■ **What is being asked**
Present every line of the data below as a numbered list, leaving out any blank lines.

━━━ Given records

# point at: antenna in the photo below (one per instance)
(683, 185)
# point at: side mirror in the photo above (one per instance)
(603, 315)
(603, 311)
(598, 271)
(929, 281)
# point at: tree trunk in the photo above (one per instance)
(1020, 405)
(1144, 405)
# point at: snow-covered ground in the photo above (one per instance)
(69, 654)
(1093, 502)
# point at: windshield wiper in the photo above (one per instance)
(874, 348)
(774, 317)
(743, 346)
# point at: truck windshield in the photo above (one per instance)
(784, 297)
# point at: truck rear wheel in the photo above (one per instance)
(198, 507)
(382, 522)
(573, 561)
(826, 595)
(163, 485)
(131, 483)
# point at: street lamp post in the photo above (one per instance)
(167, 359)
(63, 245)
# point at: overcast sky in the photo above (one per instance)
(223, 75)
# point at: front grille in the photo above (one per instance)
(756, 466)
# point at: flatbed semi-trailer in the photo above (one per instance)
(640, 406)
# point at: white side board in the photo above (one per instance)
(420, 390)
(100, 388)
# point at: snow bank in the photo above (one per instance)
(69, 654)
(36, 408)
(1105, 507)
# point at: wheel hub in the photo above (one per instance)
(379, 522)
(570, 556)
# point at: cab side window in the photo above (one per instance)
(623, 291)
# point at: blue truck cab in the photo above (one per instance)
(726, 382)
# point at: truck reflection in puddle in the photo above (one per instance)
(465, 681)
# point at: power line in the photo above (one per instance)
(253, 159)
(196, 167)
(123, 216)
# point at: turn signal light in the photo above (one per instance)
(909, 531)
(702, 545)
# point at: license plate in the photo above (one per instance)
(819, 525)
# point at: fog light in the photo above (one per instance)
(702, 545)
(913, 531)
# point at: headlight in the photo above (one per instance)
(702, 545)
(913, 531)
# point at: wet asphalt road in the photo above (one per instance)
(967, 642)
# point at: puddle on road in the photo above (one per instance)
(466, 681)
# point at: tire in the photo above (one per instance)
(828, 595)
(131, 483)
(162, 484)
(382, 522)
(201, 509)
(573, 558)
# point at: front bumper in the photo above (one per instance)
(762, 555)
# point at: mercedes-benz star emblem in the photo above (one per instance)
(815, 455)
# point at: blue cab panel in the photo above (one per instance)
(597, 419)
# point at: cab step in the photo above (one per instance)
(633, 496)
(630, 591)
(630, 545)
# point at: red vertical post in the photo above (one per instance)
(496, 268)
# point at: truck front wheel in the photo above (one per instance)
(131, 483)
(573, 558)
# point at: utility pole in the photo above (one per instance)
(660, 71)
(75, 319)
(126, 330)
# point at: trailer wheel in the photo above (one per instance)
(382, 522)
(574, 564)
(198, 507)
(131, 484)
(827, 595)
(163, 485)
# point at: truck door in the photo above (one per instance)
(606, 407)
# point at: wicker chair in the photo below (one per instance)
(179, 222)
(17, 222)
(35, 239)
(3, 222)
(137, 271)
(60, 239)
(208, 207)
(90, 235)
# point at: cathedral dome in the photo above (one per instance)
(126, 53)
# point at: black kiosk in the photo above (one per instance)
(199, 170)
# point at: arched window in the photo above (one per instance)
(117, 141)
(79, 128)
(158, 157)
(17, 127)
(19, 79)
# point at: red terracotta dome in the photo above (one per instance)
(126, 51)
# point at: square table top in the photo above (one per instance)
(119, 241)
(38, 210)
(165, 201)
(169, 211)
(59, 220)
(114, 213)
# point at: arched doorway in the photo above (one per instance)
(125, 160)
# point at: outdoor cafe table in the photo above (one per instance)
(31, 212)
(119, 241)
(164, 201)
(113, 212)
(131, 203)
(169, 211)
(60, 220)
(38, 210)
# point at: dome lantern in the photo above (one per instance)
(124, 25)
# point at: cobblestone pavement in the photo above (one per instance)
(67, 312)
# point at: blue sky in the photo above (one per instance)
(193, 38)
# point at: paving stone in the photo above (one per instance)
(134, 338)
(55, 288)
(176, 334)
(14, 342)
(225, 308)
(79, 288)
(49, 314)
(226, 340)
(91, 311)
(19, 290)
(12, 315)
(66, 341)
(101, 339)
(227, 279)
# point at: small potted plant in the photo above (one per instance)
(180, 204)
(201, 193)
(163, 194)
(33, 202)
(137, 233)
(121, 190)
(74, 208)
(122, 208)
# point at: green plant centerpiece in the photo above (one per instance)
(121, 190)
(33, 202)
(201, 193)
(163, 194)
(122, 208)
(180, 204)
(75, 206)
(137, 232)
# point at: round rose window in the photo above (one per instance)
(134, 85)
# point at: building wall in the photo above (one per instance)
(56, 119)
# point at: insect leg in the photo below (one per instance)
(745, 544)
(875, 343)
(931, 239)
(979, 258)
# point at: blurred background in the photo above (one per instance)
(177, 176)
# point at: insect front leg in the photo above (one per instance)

━━━━━━

■ **Output of the task**
1. # point at: antenna in the photo below (one per instance)
2. (683, 185)
3. # point at: side mirror in the photo above (one per instance)
4. (603, 315)
5. (603, 311)
6. (598, 271)
7. (929, 281)
8. # point at: tree trunk in the photo above (one per instance)
9. (1020, 405)
10. (1144, 405)
11. # point at: snow-covered ground in the photo above (one per instance)
12. (69, 654)
13. (1093, 502)
14. # point at: windshield wiper in the photo above (one per instance)
15. (874, 348)
16. (774, 317)
17. (743, 346)
18. # point at: truck windshield in the photo above (one per instance)
19. (784, 297)
20. # point at: truck rear wheel in the photo above (one per instance)
21. (198, 507)
22. (382, 522)
23. (573, 561)
24. (826, 595)
25. (163, 485)
26. (131, 483)
27. # point at: street lamp post in the photo above (one per instance)
28. (167, 359)
29. (63, 245)
30. # point at: overcast sky in the photo above (one per instance)
31. (223, 75)
32. # point at: front grille in the photo above (one per instance)
33. (756, 466)
34. # point at: flatbed semi-trailer in the photo above (one per instance)
35. (640, 406)
36. # point at: white side board in the photo above (one per instance)
37. (420, 390)
38. (100, 388)
39. # point at: snow bank in the photo above (one per instance)
40. (69, 654)
41. (36, 408)
42. (1105, 507)
43. # point at: wheel hub in the photo above (one per instance)
44. (379, 522)
45. (570, 556)
46. # point at: cab side window in the photo above (one per instance)
47. (623, 291)
48. # point at: blue truck cab in the photo above (one per instance)
49. (726, 382)
50. # point at: truck reflection in puddle in the photo above (one per instance)
51. (465, 681)
52. # point at: power line in the photo above (one per instance)
53. (253, 159)
54. (196, 167)
55. (123, 216)
56. # point at: turn signal light in the photo above (one per instance)
57. (909, 531)
58. (702, 545)
59. # point at: license plate in the photo above (one per instance)
60. (819, 525)
61. # point at: fog light in the photo above (one per instance)
62. (702, 545)
63. (913, 531)
64. # point at: headlight in the photo above (one per instance)
65. (702, 545)
66. (913, 531)
67. # point at: wet asphalt road in the photo above (one per instance)
68. (967, 642)
69. # point at: puddle on road in the photo above (one per instance)
70. (466, 681)
71. # point at: tire in the photo above (one per instance)
72. (828, 595)
73. (131, 483)
74. (162, 484)
75. (382, 522)
76. (201, 509)
77. (573, 558)
78. # point at: front bumper in the photo above (one per instance)
79. (762, 555)
80. # point at: mercedes-benz star emblem in the photo above (one per instance)
81. (815, 455)
82. # point at: blue cab panel in the photo above (one per instance)
83. (597, 419)
84. # point at: cab step in the photo above (one per instance)
85. (633, 496)
86. (630, 591)
87. (630, 545)
88. # point at: red vertical post in the photo above (one per instance)
89. (496, 268)
90. # point at: truck front wheel in the photo above (one per instance)
91. (131, 483)
92. (573, 558)
93. # point at: utility pole in the photo above (one per instance)
94. (660, 71)
95. (75, 319)
96. (126, 330)
97. # point at: trailer wheel in the photo above (one per instance)
98. (382, 522)
99. (574, 564)
100. (198, 507)
101. (131, 484)
102. (827, 595)
103. (163, 485)
104. # point at: truck door in the photo above (one per instance)
105. (606, 407)
106. # point at: wicker chair in the photo below (one per instance)
107. (179, 222)
108. (17, 222)
109. (35, 239)
110. (3, 222)
111. (137, 271)
112. (60, 239)
113. (208, 207)
114. (90, 235)
115. # point at: cathedral dome in the photo above (one per instance)
116. (126, 53)
117. # point at: black kiosk in the photo above (one per instance)
118. (199, 170)
119. # point at: arched window in the photo above (one per instance)
120. (117, 141)
121. (79, 128)
122. (158, 157)
123. (17, 127)
124. (19, 79)
125. # point at: red terracotta dome in the photo above (one per instance)
126. (126, 51)
127. # point at: square table top in the photo above (one per instance)
128. (119, 241)
129. (38, 210)
130. (165, 201)
131. (169, 211)
132. (59, 220)
133. (114, 213)
134. # point at: arched doorway in the photo above (one per instance)
135. (125, 160)
136. # point at: outdoor cafe table in the photo above (one per instance)
137. (31, 212)
138. (119, 241)
139. (164, 201)
140. (113, 212)
141. (131, 203)
142. (169, 211)
143. (60, 220)
144. (38, 210)
145. # point at: dome lantern in the photo above (one per instance)
146. (124, 25)
147. # point at: cobblestone pavement in the photo above (one per instance)
148. (67, 312)
149. # point at: blue sky in the photo above (one per instance)
150. (193, 38)
151. # point at: paving stone in the photo above (one per instance)
152. (134, 338)
153. (55, 288)
154. (176, 334)
155. (14, 342)
156. (225, 308)
157. (79, 288)
158. (49, 314)
159. (226, 340)
160. (91, 311)
161. (19, 290)
162. (12, 315)
163. (66, 341)
164. (101, 339)
165. (227, 279)
166. # point at: small potted plant in the photo above (one per instance)
167. (180, 204)
168. (201, 193)
169. (163, 194)
170. (33, 202)
171. (137, 233)
172. (121, 190)
173. (74, 208)
174. (122, 208)
175. # point at: green plant centerpiece in the photo above (one per instance)
176. (121, 190)
177. (33, 202)
178. (201, 193)
179. (163, 194)
180. (122, 208)
181. (180, 204)
182. (75, 206)
183. (137, 232)
184. # point at: round rose window in the photo above (one per instance)
185. (134, 85)
186. # point at: building wall in the photo above (one per instance)
187. (56, 119)
188. # point at: insect leg in the photo below (one per instance)
189. (745, 544)
190. (875, 343)
191. (931, 239)
192. (979, 258)
193. # point at: blurred background in the photo above (one per instance)
194. (177, 176)
195. # point at: insect front leg in the photo above (one per instance)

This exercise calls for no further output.